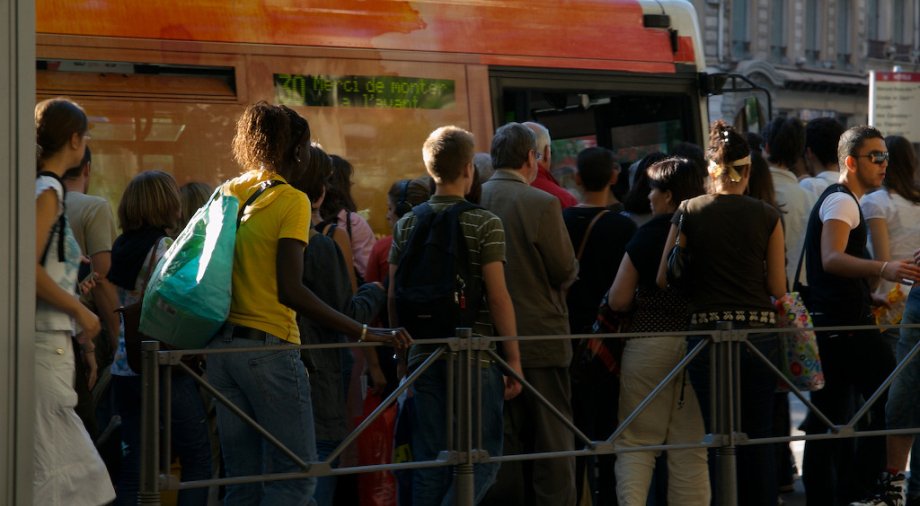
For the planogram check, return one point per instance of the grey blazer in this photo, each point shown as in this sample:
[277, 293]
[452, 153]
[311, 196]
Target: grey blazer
[541, 264]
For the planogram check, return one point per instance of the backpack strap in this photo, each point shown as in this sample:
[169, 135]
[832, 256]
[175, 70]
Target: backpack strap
[584, 239]
[264, 185]
[348, 223]
[59, 224]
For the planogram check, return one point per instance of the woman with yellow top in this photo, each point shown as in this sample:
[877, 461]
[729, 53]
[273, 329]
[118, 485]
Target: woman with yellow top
[271, 386]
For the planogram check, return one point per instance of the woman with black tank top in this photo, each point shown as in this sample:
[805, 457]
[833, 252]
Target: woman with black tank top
[673, 417]
[738, 263]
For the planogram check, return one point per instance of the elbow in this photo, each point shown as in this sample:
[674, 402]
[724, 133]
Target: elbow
[286, 295]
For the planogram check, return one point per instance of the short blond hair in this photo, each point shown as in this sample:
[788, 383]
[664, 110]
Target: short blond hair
[150, 200]
[446, 152]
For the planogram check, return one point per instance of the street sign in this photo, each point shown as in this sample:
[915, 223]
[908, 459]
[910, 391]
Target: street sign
[894, 103]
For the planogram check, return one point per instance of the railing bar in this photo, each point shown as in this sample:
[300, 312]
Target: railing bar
[568, 423]
[798, 393]
[353, 435]
[883, 387]
[249, 421]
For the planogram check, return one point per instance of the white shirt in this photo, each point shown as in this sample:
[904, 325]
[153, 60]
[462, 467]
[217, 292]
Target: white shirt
[64, 273]
[840, 206]
[795, 203]
[902, 217]
[816, 185]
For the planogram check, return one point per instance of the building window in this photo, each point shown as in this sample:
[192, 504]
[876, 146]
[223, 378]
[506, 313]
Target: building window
[778, 30]
[843, 34]
[872, 19]
[812, 31]
[898, 32]
[741, 44]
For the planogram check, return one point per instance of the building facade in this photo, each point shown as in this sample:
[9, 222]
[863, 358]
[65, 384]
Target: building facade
[814, 56]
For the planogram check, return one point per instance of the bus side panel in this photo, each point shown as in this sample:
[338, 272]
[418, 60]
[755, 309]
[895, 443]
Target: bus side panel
[480, 105]
[588, 30]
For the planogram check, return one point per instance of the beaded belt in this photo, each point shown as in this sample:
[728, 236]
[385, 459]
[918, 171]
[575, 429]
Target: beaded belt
[765, 317]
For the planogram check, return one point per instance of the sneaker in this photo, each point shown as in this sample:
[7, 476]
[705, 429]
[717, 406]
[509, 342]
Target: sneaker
[892, 491]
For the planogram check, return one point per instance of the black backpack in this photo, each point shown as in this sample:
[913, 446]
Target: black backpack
[435, 289]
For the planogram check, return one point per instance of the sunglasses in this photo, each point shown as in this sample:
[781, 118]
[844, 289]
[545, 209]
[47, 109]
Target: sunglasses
[876, 157]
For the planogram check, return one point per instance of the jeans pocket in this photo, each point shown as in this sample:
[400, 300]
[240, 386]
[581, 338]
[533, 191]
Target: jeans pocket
[277, 376]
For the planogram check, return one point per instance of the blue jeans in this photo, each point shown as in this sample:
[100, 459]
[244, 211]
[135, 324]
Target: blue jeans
[434, 486]
[273, 389]
[756, 471]
[189, 436]
[903, 407]
[325, 486]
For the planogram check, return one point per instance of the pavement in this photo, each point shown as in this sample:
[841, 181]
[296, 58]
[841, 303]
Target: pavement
[797, 412]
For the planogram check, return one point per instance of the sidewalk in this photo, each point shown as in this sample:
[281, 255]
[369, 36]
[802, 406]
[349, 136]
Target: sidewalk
[797, 411]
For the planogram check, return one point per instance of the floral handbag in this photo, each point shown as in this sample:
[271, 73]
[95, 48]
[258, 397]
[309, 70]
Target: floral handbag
[800, 361]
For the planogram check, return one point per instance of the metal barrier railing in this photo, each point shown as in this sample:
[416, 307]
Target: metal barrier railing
[464, 442]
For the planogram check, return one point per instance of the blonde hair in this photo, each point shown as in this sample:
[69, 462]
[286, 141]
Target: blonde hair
[150, 200]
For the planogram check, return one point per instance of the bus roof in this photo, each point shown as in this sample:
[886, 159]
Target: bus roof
[594, 34]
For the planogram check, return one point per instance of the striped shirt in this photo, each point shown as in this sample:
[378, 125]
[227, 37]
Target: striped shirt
[485, 242]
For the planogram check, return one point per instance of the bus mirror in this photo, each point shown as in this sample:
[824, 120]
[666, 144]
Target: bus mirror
[711, 84]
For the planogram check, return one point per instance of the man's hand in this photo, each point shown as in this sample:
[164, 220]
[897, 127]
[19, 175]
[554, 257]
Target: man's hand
[92, 369]
[896, 270]
[513, 387]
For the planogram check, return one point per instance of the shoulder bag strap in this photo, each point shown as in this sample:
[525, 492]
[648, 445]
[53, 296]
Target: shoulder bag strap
[584, 239]
[262, 187]
[151, 264]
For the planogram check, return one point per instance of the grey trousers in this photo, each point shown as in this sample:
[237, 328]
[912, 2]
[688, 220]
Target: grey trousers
[529, 428]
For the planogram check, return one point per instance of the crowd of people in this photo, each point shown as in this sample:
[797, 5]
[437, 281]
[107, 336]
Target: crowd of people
+++
Copy exactly the lines from the one containing "the bus mirror" through the last line of the records, both included, and nothing else.

→ Task response
For the planogram check, return one point per instance of the bus mirror in this photo, each point shown as in this sample:
[824, 120]
[666, 144]
Target: bus mirror
[711, 84]
For the planogram check, return one point per instance of the man's hand in this photo, each point shown as in this sample:
[164, 220]
[897, 127]
[19, 175]
[554, 257]
Target: man's hand
[92, 369]
[896, 270]
[513, 387]
For the planogram check, return one point per instance of the shoulder bag strap in this photo, each point shown as in this sample:
[525, 492]
[648, 445]
[53, 296]
Target: shoulder bag strap
[584, 239]
[262, 187]
[151, 264]
For the planogram check, return one point per instance of the grey trousers in this photo, each point shown as in this sample:
[237, 328]
[912, 2]
[688, 220]
Target: grey trousers
[529, 428]
For the planogram check, return one point per instance of the crowd of people in this photo, each point shown as in this sample:
[797, 5]
[437, 281]
[107, 336]
Target: crowd of people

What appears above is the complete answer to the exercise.